### Exercise directions
Could you carry on the appeals court opinion past its last sentence?

### Page text
----

A decision without a published opinion is authority only in the case in which such decision is rendered and should not be cited in any other case in any court for any other purpose, nor should any court consider any such decision for any purpose except in the case in which such decision is rendered. See Rule of Appellate Procedure 30 (e)(3).

NO. COA01-303

NORTH CAROLINA COURT OF APPEALS

Filed: 07 May 2002

STATE OF NORTH CAROLINA

v .                         Carteret County
                            No. 99 CRS 9314
TERESA JEAN CULPEPPER

    Appeal by defendant from judgment entered 4 October 2000 by Judge Carl L. Tilghman in Carteret County Superior Court. Heard in the Court of Appeals 23 January 2002.

    Roy Cooper, Attorney General, by Francis W. Crawley, Special Deputy Attorney General, for the State.

    McCotter, McAfee & Ashton, PLLC, by attorneys Ruldolph A. Ashton III and Kirby H. Smith, III, for defendant-appellant.

    THOMAS, Judge.

    Defendant, Teresa Jean Culpepper, was found guilty of first- degree murder and sentenced to life imprisonment without parole. On appeal, she argues four assignments of error. We find no error.
    Ray Culpepper (Culpepper) and defendant were married in May of 1999, after Culpepper's ex-wife assured him that there was no chance of reuniting. Culpepper, a Beaufort police officer, was non-abusive and cared for defendant and her five children. Defendant described her marriage to him as perfect and what she had always wanted, but in August defendant noticed that Culpepper had become quiet, cold, and distant.
    On Monday, 20 September 1999, Culpepper told defendant that he was still in love with his ex-wife, and while defendant wasspecial, he could no longer be married to her. The next day Culpepper moved his personal belongings to his mother's home.
    Defendant planned to commit suicide. On Wednesday, she removed a .38 caliber gun from the closet and placed it under a bed pillow. At 1:00 A.M. Thursday she wrote suicide notes to Culpepper and her children.

----

### Supplied data
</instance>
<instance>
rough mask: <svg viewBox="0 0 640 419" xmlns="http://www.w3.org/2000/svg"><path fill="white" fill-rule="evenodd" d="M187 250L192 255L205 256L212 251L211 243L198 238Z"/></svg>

----

### Answer for this exercise
    At 11:00 A.M. Thursday, Culpepper returned to their home to see how defendant was doing. They had a discussion in their bedroom, but never argued. Culpepper told defendant that she would “go on.” Defendant responded that she did not want to live anymore. Culpepper told defendant that she was not going to kill herself, she was special and he still loved her, and he thought he was moving on but she was not. As Culpepper turned from defendant and looked out of the bedroom window, defendant pulled the gun from under the pillow and shot him four times.
    Defendant dialed 911 and told the dispatcher she shot her husband and was also going to shoot herself. Defendant then called her pastor and told him the same. Deputies were immediately dispatched to the scene, where they found defendant in the bedroom trying to reload the gun with shells scattered on the floor. As the officers ran into the room, defendant closed the cylinder to the revolver but did not point the gun toward herself. They wrestled her to the ground and took the gun from her.     
    By her first assignment of error, defendant contends that the trial court erred in allowing into evidence ten photographs of the deceased victim. Defendant made no objection at trial to theintroduction of any of the photographs. As a general rule, where no objection or exception is made at trial to the allegedly improperly admitted evidence, the appellant may not challenge the item for the first time on appeal. State v. Cummings, 326 N.C. 298, 315, 389 S.E.2d 66, 75 (1990); N.C.R. App. P. 10(b)(1). At most, defendant is entitled to a plain error review of this issue by this Court. N.C.R. App. P. 10(c)(4). However, defendant has failed to specifically and distinctly assign plain error as required by Rule 10(c)(4) of the North Carolina Rules of Appellate Procedure. Defendant's right to review on this issue is therefore waived, but we choose to proceed under Rule 2. N.C.R. App. P. 2.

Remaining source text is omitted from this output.